From the line containing "Highlight gravel path." to the end of the records below, output each line exactly; include both ends and nothing else.

• **ENTRIES SHOWN**:
====================

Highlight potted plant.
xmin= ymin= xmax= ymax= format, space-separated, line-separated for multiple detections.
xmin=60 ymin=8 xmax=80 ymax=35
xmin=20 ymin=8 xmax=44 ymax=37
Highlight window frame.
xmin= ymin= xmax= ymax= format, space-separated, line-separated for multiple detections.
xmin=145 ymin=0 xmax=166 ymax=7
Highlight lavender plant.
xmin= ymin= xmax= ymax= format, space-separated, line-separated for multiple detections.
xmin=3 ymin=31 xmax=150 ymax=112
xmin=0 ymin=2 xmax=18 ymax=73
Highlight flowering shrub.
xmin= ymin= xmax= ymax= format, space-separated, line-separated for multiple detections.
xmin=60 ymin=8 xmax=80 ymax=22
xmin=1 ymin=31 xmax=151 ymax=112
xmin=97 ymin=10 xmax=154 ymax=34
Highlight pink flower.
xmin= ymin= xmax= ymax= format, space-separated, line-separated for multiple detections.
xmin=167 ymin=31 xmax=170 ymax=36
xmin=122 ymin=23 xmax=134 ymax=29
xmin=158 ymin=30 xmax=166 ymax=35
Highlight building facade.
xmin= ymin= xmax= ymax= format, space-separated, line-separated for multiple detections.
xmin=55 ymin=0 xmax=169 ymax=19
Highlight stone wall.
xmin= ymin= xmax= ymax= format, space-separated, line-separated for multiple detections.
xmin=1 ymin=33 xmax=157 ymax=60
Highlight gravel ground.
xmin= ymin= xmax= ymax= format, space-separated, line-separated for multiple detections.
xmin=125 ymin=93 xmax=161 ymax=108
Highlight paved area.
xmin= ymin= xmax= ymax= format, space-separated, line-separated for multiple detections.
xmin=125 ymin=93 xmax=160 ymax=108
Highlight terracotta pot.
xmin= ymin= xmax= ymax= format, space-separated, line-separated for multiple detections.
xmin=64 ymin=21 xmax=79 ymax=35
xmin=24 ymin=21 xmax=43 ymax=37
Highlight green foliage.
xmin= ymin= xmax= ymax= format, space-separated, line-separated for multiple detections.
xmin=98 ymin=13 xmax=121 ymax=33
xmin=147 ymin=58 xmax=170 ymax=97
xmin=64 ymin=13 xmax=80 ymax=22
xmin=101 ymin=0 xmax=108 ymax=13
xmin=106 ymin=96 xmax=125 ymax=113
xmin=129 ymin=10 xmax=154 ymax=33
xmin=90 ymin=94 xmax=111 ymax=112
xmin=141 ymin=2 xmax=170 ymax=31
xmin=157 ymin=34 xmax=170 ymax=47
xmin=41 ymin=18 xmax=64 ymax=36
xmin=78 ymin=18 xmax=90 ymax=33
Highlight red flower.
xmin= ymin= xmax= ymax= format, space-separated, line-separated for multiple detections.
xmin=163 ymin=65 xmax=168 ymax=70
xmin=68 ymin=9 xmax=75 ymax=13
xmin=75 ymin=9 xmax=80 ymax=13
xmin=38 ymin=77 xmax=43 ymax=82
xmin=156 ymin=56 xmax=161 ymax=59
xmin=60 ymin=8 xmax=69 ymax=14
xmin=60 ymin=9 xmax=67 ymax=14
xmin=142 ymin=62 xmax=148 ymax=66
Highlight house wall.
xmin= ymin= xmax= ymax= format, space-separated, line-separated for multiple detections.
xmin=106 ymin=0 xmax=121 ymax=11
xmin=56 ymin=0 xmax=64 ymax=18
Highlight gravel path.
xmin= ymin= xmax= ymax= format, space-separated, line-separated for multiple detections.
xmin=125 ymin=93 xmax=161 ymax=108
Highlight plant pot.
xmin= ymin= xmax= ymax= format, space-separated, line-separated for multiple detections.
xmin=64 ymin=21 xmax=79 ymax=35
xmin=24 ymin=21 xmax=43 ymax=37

====================

• **COMPLETED EXERCISE**:
Highlight gravel path.
xmin= ymin= xmax= ymax= format, space-separated, line-separated for multiple detections.
xmin=125 ymin=93 xmax=161 ymax=108
Highlight plant pot.
xmin= ymin= xmax= ymax= format, space-separated, line-separated for multiple detections.
xmin=64 ymin=21 xmax=79 ymax=35
xmin=24 ymin=21 xmax=43 ymax=37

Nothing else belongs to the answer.